» **TEXTAUSZUG**:
──────

Inzwischen lähmt die Angst viele. Sie trauen sich kaum noch auf die Strasse, da die in Russland vielerorts eingesetzte Videoüberwachung laut Behörden jetzt auch helfen soll, Kriegsdienstverweigerer zu finden. Dabei mehren sich inzwischen auch Meldungen, dass viele Einberufene, kaum an der Front angekommen, schon unter der Erde lagen.

«Zwei Wochen Militärübungen wurden versprochen»

Mit Entsetzen reagierten in der vergangenen Woche sogar russische Staatsmedien, als bekannt wurde, dass ein leitender Angestellter der Moskauer Stadtregierung ohne jedwede Kampferfahrung in die Ukraine geschickt wurde. Der 28 Jahre alte Alexej Martynow, der am 23. September einberufen wurde, starb an der Front am 10. Oktober.

──────

» **VORLIEGENDE DATEN**:
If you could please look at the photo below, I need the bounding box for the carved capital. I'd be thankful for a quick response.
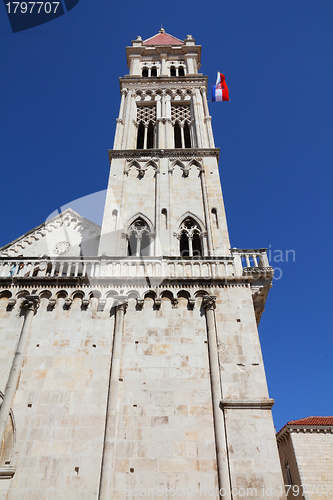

──────

» **AUFGABE**:
Setze den Textauszug über die Mobilmachung in Russland nach seinem letzten Satz fort.

» **ERGEBNIS**:
Ein ähnliches Schicksal ereilte auch den 27-jährigen, zweifachen Familienvater Igor Puchkow aus der sibirischen Stadt Minussinsk, der, laut seinen Verwandten, ohne jegliche, zusätzliche militärische Ausbildung an die Front geschickt wurde. Gegenüber der «Moscow Times» sagt seine Schwägerin Swetlana Puchkowa: «Wir waren empört. Ihm wurden zwei Wochen Militärübungen versprochen, aber er bekam lediglich 30 Kugeln.»

Gerade einmal zehn Tage nach seiner Einberufung in die russische Armee fiel Puchkow auf dem Schlachtfeld in der Region Cherson. «Er ist weg und seine Frau ist alleine, ohne Geld, ohne irgendetwas», sagt Puchkowa. «Er hatte immer ein Lächeln im Gesicht. Wir wissen nicht einmal, wie er gestorben ist.»

«Am nächsten Tag war er tot»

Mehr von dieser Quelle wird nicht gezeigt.